Your assignment: Go through the entries below and copy every line that holds the word "green".

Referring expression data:
━━━━

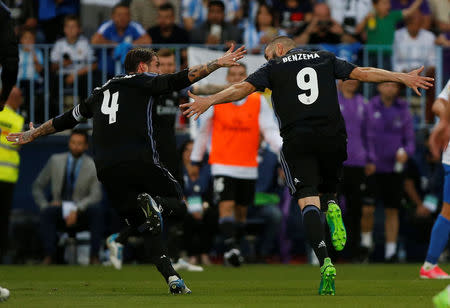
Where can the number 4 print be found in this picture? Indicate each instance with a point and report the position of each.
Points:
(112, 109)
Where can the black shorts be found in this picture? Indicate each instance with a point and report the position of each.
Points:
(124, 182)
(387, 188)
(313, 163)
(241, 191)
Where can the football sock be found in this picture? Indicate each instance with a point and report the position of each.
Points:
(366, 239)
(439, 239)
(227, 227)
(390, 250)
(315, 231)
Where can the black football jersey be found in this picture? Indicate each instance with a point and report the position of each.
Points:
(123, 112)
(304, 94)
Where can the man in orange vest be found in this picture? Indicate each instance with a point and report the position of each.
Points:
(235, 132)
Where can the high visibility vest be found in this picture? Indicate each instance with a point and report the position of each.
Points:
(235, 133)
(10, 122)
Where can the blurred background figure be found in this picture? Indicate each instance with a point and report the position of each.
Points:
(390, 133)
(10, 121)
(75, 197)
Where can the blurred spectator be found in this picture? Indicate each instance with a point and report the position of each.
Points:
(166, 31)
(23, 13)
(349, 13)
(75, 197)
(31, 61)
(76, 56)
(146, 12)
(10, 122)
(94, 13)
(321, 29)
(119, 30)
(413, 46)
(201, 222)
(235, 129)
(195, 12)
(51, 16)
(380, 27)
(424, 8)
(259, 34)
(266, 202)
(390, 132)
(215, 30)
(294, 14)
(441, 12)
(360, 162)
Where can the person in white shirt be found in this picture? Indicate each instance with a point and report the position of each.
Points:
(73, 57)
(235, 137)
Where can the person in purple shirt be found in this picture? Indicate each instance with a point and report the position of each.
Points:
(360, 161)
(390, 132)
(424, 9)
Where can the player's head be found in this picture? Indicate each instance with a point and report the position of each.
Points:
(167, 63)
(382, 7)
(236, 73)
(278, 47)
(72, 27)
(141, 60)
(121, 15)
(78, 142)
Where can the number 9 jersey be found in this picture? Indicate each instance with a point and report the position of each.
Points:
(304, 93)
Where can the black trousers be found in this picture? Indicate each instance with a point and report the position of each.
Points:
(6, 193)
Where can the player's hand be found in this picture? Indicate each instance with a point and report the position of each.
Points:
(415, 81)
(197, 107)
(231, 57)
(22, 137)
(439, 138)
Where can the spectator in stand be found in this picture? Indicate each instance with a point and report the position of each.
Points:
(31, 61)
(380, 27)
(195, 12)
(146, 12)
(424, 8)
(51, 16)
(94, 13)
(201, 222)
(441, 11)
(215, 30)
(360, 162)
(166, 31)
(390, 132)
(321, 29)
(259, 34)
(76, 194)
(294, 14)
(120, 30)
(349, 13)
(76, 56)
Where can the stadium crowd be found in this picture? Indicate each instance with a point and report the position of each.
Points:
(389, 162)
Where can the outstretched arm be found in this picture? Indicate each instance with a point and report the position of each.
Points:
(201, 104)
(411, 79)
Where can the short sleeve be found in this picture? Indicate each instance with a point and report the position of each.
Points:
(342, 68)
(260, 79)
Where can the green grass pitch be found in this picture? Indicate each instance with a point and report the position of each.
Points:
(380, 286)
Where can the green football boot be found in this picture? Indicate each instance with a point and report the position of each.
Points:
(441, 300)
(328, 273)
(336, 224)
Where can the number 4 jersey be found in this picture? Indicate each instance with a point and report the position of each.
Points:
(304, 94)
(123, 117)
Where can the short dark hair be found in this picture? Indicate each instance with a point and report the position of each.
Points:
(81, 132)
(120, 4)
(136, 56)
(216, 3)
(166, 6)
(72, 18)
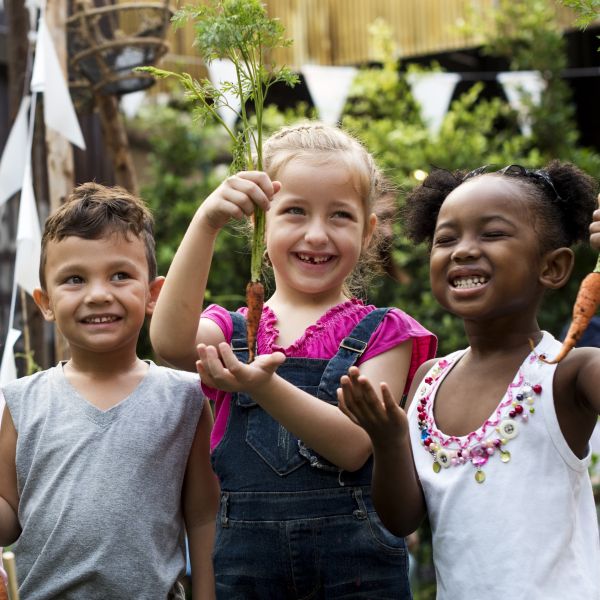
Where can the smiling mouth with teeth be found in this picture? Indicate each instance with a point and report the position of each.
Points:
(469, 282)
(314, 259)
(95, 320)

━━━━

Answer to this problem:
Where can the green grass pitch be found in this picture? Indicate each instance with a point and report the position of each.
Where can the green football boot be found in this picture? Indicate each instance with a point and report the position of each.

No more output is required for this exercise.